> **What you need to do**: From the text below about the film Twenty One Gms, list every actor it names as part of the cast.

===== Page extract

Twenty One Gms is a 2022 Indian Malayalam-language crime thriller film written and directed by Bibin Krishna (in his feature film debut). The film stars Anoop Menon as Crime Branch DYSP Nanda Kishore who investigates a series of murders that takes place within a week. It also features Renji Panicker, Leona Lishoy, Anu Mohan and Ranjith in supporting roles. The soundtrack was composed by Deepak Dev, with lyrics written by Vinayak Sasikumar.

Twenty One Gms was released in theatres on 18 March 2022. It received positive reviews from critics.

Plot

Nanda Kishore is the Deputy Superintendent at the Police Crime Branch, who lives a sad life with his wife Gauri after their only daughter passes away. 
Anjali works a biomedical engineer at a multispecialty hospital in the city and comes across incriminating evidence against her hospital's Managing Director, John Samuel. She plans to hand over this evidence to an independent journalist Shihab, but before she could hand over the dossier, Shihab dies from a cardiac arrest and Anjali herself is also killed by John's henchman, Tipper Tony and employee Dr. Nikhil when they try to recover the dossier from her. Upon learning his sister's death, Anjali's brother Martin arrives from the US. John realizes that Martin is also a threat and sends Tony to finish him off. CI Sreenivasan gets a call that night about Martin's death as the neighbours got the stench of burning flesh. 

Investigation tightens as they start interrogating Jimmy, Martin's best friend and business partner. A manhunt for Tony also begins as he and his car are found to be missing. Meanwhile, Kishore's brother-in-law Vinay also gets involved as he begins to tail Dr. Nikhil one night after some suspicions arise. Further investigations reveal the malpractice that happened at John's hospital in testing unauthorized drugs on kids. Finding Tony's whereabouts and the perpetrators (spoiler alert) behind the mysterious deaths form the climax of the story.

==========
===== Supplied information

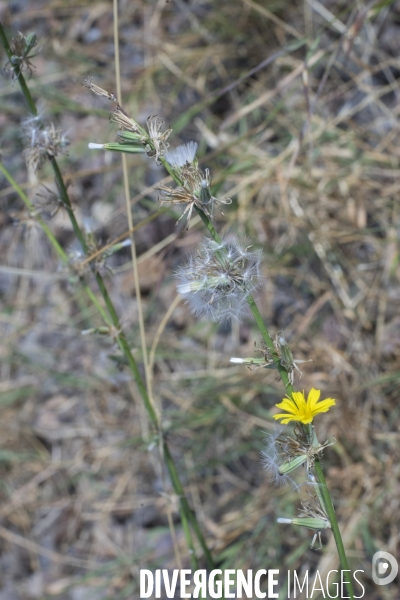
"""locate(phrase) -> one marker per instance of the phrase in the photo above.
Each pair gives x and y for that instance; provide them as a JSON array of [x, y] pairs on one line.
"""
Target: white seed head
[[217, 281], [183, 154], [283, 520]]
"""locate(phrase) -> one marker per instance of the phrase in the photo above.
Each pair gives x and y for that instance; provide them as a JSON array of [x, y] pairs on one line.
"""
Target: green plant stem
[[334, 524], [289, 389], [187, 515]]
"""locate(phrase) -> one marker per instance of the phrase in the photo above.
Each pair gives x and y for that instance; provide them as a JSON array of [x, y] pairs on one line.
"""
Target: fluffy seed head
[[217, 281], [182, 155], [42, 142]]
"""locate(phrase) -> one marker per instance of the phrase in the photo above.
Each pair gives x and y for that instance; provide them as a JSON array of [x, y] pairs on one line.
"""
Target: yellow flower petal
[[313, 397], [287, 405], [303, 410]]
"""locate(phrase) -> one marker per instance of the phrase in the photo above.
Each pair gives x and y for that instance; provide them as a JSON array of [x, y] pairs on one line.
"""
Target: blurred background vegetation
[[295, 105]]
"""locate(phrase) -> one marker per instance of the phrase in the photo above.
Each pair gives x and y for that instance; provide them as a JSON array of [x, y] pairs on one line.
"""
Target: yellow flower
[[303, 410]]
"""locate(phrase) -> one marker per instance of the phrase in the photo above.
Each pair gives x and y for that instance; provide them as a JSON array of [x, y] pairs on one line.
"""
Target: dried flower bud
[[218, 280], [158, 144]]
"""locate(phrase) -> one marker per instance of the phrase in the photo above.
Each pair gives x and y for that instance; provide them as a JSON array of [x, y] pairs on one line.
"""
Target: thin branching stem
[[187, 515], [310, 432]]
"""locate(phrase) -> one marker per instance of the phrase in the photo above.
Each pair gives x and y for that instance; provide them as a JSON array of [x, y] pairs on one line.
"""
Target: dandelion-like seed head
[[182, 155], [42, 143], [214, 283], [273, 457]]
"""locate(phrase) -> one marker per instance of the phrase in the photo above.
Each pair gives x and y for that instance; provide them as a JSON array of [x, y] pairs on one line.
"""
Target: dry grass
[[309, 150]]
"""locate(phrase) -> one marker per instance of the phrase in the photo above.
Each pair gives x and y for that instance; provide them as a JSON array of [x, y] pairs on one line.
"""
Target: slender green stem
[[334, 524], [289, 389], [187, 515]]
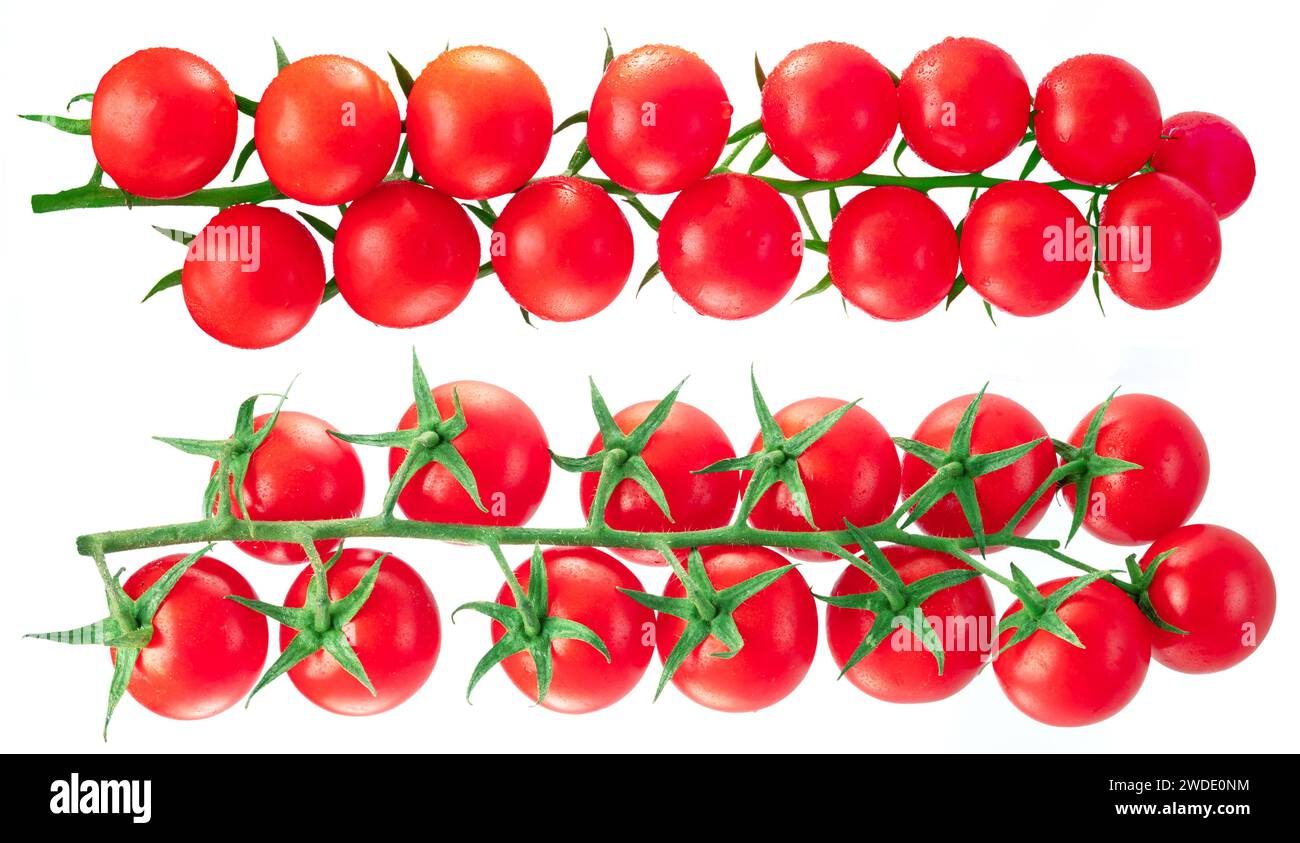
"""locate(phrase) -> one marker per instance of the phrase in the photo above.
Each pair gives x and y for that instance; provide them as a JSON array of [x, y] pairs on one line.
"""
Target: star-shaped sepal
[[128, 628], [706, 610], [778, 461], [895, 604], [429, 441], [528, 626]]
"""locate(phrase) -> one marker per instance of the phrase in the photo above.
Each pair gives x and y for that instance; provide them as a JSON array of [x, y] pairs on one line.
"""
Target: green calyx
[[895, 604], [128, 628], [319, 622], [528, 626], [706, 610], [778, 462], [619, 457], [429, 441]]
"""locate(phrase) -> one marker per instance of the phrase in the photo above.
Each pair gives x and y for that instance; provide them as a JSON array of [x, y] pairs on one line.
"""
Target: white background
[[90, 375]]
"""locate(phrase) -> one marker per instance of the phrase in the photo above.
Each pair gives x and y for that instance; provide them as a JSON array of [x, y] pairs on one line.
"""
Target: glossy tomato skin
[[1061, 684], [1139, 506], [1096, 119], [479, 122], [852, 472], [299, 472], [1218, 588], [206, 652], [687, 441], [163, 122], [659, 120], [893, 253], [963, 104], [395, 635], [731, 246], [252, 277], [778, 625], [1161, 241], [581, 584], [1000, 423], [1210, 155], [505, 448], [1026, 247], [830, 109], [326, 129], [562, 249], [404, 255], [901, 670]]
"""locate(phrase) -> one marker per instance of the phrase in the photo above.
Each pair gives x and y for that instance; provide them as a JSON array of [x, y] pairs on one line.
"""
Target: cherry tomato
[[893, 253], [252, 277], [505, 448], [299, 472], [731, 246], [900, 669], [1160, 241], [778, 626], [1026, 247], [479, 122], [687, 441], [830, 109], [1061, 684], [852, 472], [563, 250], [1096, 119], [206, 652], [163, 122], [1000, 423], [1143, 505], [581, 584], [963, 104], [326, 130], [395, 636], [404, 255], [1209, 154], [1218, 589], [659, 120]]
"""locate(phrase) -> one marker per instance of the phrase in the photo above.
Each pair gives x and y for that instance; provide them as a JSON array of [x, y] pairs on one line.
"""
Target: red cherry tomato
[[1160, 241], [1218, 589], [1209, 154], [687, 441], [659, 120], [404, 255], [852, 472], [830, 109], [326, 130], [299, 472], [207, 652], [893, 253], [963, 104], [395, 636], [778, 626], [1026, 247], [581, 584], [1143, 505], [562, 249], [252, 277], [1000, 423], [163, 122], [1096, 119], [479, 122], [731, 246], [901, 670], [505, 448], [1061, 684]]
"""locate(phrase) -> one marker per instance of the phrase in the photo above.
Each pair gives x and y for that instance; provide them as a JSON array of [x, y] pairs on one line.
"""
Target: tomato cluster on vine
[[479, 125]]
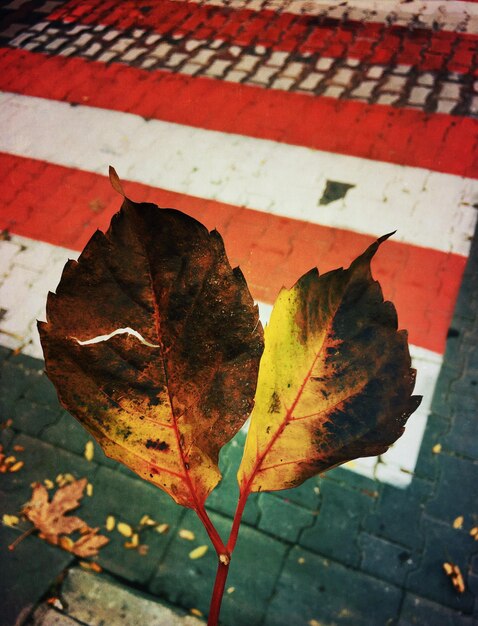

==========

> **Task answer**: Anoop Menon, Renji Panicker, Leona Lishoy, Anu Mohan, Ranjith